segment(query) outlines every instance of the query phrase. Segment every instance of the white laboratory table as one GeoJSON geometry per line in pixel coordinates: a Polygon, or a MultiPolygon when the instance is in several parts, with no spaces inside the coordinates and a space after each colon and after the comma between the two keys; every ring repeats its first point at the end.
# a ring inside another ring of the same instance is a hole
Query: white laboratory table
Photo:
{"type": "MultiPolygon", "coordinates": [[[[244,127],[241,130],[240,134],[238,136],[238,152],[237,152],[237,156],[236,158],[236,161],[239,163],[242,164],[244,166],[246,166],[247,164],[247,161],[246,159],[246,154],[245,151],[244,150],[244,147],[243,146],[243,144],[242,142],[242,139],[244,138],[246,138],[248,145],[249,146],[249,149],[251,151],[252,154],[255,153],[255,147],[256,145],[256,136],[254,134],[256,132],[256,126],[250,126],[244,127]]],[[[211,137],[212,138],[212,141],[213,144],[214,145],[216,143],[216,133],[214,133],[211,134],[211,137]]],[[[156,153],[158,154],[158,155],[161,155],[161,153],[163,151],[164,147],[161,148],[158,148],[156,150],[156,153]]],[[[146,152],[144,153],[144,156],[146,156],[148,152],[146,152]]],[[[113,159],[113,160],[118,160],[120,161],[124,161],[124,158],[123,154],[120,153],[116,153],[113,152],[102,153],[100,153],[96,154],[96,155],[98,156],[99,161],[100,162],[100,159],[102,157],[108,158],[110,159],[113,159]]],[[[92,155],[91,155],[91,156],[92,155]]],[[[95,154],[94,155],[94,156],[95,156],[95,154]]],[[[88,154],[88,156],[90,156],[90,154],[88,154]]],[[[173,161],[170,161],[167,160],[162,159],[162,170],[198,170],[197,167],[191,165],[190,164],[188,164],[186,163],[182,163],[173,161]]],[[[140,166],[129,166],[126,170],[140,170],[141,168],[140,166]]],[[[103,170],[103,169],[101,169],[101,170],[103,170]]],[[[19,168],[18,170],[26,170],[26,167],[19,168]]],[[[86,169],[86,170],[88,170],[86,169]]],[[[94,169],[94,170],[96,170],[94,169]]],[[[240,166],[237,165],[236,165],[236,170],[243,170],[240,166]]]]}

• Task to complete:
Show every line of the material that contains the string "same".

• Solution for this problem:
# a ring inside another ring of the same instance is a hole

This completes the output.